Исходный текст =>
━━━━━━━━

А есть ещё "Театральная мастерская". Они делают «Пигмалиона», «Приключения Буратино». Это очень милые нейтральные вещицы, но я бы так никогда не работал, я бы никогда не потащил детей в эту игру в костюмы. Мы взаимодействуем, ходим к друг другу на спектакли.. Но это ещё и вопрос затрат. В том числе, и моих. Когда мы выпустили первый вариант «Каменного гостя», нашим конкурентом по «Хрустальной капельке» оказалась композиция про Пушкина. Лит монтаж в очень дорогих костюмах: фраки, кринолины, парики и прочее. Но там не было заметно души, было заметно, как дети переоделись в красивые костюмы и стали красивыми. А родителям это приятно. И мне это не близко. Я так не хочу. Этот театр меня не привлекает.

– Но у детей возникает возможность выбора, куда им идти. Как они выбирают?

– Очень просто. Куда лучше вписываются, то и выбирают.

– Ходите ли вы со своими студийцами все вместе в театры, на выставки и т.д.? Есть ли у Вас с детьми общий культурный контекст вне школы?

– Раньше ходили обязательно. А сейчас, насколько позволяют возможности. Возможности позволяют ходить куда-либо, в основном, только со своим классом. Но ведь и студия началась с физико-математических класса. Все, что происходит в школе или организуется в школе, является непосредственным продолжением того, что начинается на уроке. И когда я призываю детей к углубленно у изучению математики, я призываю их к тому, чтобы их решение было осознанным. А не потому, что туда пошли мои друзья или так хотят родители.

С классами мы ходим туда, куда нам хочется ходить вместе. Но в этом главное – не столько ходить, сколько делать то, что нам интересно делать вместе друг с другом. И не только на темы, связанные с театром или с математикой. Пока наш взаимный интерес друг к другу не ослабевает, наверное, стоит работать и стоит театром заниматься. Иногда хорошо бывает просто поговорить. Мы разговариваем о «Мцыри», например. С точки зрения того, что учительница литературы задала выучить отрывок. И с точки зрения того, о чем Лермонтов там написал. В принципе, мы с учительницей литературы говорим об одном и том же, но подводим к этому детей с разных сторон. Можно ли сказать о том, что я чувствую и думаю в связи с этим? И где и как мне это сделать комфортнее? В сочинении или на репетиции? А вообще так можно делать? Можно. Тогда я попробую высказать свои чувства по этому поводу.

Говорим о разном. О взаимоотношениях с родителями, о том, что происходит вокруг, исключая политику. О фильмах, о литературе, о музыке. Со временем это становится все сложнее. Я пытаюсь поделиться тем, что полюбил слушать со своих дремучих времён. Они мне доказывают, что эти же самые темы звучат и в музыке, более современной для них.

– Вы с ними соглашаетесь?

– Да. И это очень характерный прием. Попытаться найти общий язык опосредованно. Через рисование, через музыку, через поэзию. Потому что дискутировать напрямую для ребенка не совсем свойственно: я ещё точно не знаю, что это и как это называется, но хочу об этом высказаться, поэтому предложу некую ассоциацию.

━━━━━━━━

Блок данных =>

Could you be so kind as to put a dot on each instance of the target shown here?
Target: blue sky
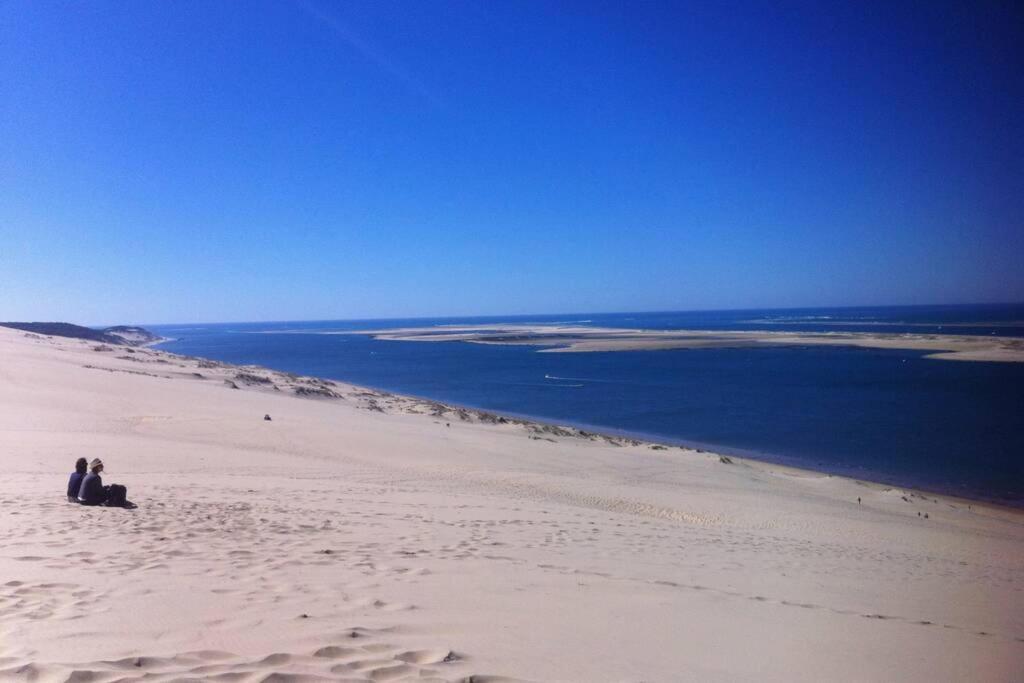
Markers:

━━━━━━━━

Требования =>
A: Перепишите дословно фрагмент интервью о школьной театральной студии между словами "Говорим о разном." и "предложу некую ассоциацию." включительно.
B: Какая постановка, согласно интервью о школьной театральной студии, соперничала на «Хрустальной капельке» с композицией про Пушкина?
C: Продолжите интервью о школьной театральной студии, начав сразу после его последнего предложения.

Итоговые ответы =>
A:
Говорим о разном. О взаимоотношениях с родителями, о том, что происходит вокруг, исключая политику. О фильмах, о литературе, о музыке. Со временем это становится все сложнее. Я пытаюсь поделиться тем, что полюбил слушать со своих дремучих времён. Они мне доказывают, что эти же самые темы звучат и в музыке, более современной для них.

– Вы с ними соглашаетесь?

– Да. И это очень характерный прием. Попытаться найти общий язык опосредованно. Через рисование, через музыку, через поэзию. Потому что дискутировать напрямую для ребенка не совсем свойственно: я ещё точно не знаю, что это и как это называется, но хочу об этом высказаться, поэтому предложу некую ассоциацию.

B: Первый вариант «Каменного гостя».

C:
И мне так с ними легче общаться: не объяснять что-то постоянно, а показать через аудио или видеоряд, через действие.

– Ходят ли в студию ученики, которые не очень ладят с математикой?

– Да, постоянно. Так получается, что большинство исполнителей главных ролей в спектаклях с точки зрения математики – двоечники и троечники. Но среди них много людей, которые хорошо танцуют, сочиняют стихи: актеров и музыкантов. И у них есть возможность состояться через творчество, через театр. Несмотря на то, что костяк изначально составлял физико-математический класс и пафос происходящему придавало именно это, сейчас к нам может примкнуть любой желающий, если ему это, правда, надо.

– А по какому принципу сейчас устроена студия? В каждом спектакле заняты ученики одного класса или одной параллели? Или подростки и юношество из разных классов?

– Основу все же по-прежнему составляет мой класс. А дальше – земля слухами полнится. И возраст в этом не является непреодолимой помехой. Было бы что сказать. Приходят и те, кто постарше, и те, кто помладше.

– Но Вы их лично к этому не призываете?

– Я не могу в сложившихся предлагаемых обстоятельствах призывать: «Ребята, приходите ко мне, я научу вас сценическому мастерству». В «Глобус» приходят те, кому есть о чем поговорить.

– Принимают ли родители какое-то участие в рождении студийных спектаклей? И если да, то какое?

– Да, и очень большое. Сначала, когда мы сидели на репетициях целыми вечерами, родители нас подкармливали – приносили сумки с продуктами. Сейчас очень помогают с техническим обеспечением: программки распечатать, сделать видеозапись спектакля с хорошим качеством звука и изображения. А главное – поддержкой: если ребенку это нравится, они дают возможность ему этим заниматься.

– Как взаимодействуют со студией выпускники – бывшие школьники, студенты и совсем взрослые люди?

– У нас есть общий чат, в котором мы переписываемся. Время от времени мы встречаемся, особенно 14 декабря, которое считается днём рождения театра.

В силу нынешних обстоятельств взрослый человек или студент, не имеющий отношение к школе, в школьных спектаклях принимать участие не может. Иначе они не будут засчитываться в отчётах, на конкурсах и на фестивалях. Даже я сейчас не могу в своих спектаклях играть, потому что я взрослый человек. Раньше это было возможным и были спектакли, в которых принимали участие и учителя в небольших ролях, а сейчас его просто не допустят к существованию. Ну, то есть он сможет существовать только как внутри школьное кулуарное дело.

– А для Вас принципиально важно всегда участвовать в конкурсах, или Вы все же можете рискнуть и создать кулуарный спектакль, если это очень интересно с творческой точки зрения?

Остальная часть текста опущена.